Dataset entries:
((

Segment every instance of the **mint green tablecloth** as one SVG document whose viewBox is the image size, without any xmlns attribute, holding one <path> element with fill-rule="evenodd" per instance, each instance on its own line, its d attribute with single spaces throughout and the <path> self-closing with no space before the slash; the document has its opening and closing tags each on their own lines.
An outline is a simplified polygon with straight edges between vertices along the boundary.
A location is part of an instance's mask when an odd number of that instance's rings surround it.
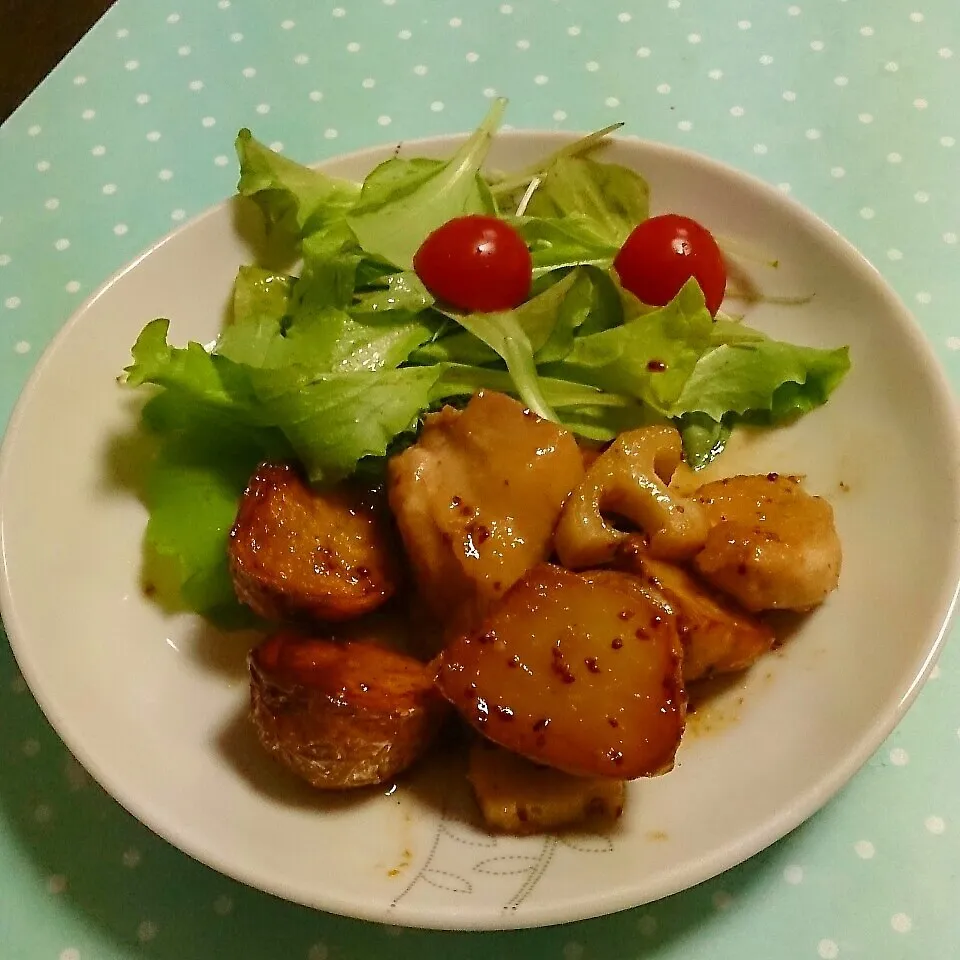
<svg viewBox="0 0 960 960">
<path fill-rule="evenodd" d="M 238 127 L 313 160 L 471 127 L 495 94 L 515 126 L 624 119 L 792 193 L 877 265 L 960 382 L 957 0 L 339 2 L 119 0 L 4 125 L 4 419 L 87 295 L 232 192 Z M 960 956 L 960 648 L 840 797 L 739 869 L 606 919 L 460 935 L 292 906 L 167 846 L 70 758 L 3 644 L 2 960 L 387 955 Z"/>
</svg>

))

** TASK TO CARRY OUT **
Restate each entry word for word; pictures stay out of the copy.

** SOLUTION BELOW **
Segment every instance of the **mint green tablecloth** as one SVG document whose viewBox is the image size, without any xmlns attribute, holding one <path> element with fill-rule="evenodd" per instance, each instance on its own line, its d attribute with single spaces throughout and the <path> self-closing with no space before the slash; the document has its opening and closing tags each on their own lines.
An outline is a simplified polygon with straight edges between vertices along the boundary.
A location is part of an instance's mask when an odd number of that instance's rings surround it.
<svg viewBox="0 0 960 960">
<path fill-rule="evenodd" d="M 238 127 L 313 160 L 471 127 L 495 94 L 515 126 L 624 119 L 792 193 L 877 265 L 960 382 L 957 0 L 339 2 L 119 0 L 4 125 L 4 419 L 87 295 L 232 192 Z M 960 956 L 960 648 L 840 797 L 739 869 L 606 919 L 460 935 L 292 906 L 167 846 L 70 758 L 3 644 L 2 960 L 387 955 Z"/>
</svg>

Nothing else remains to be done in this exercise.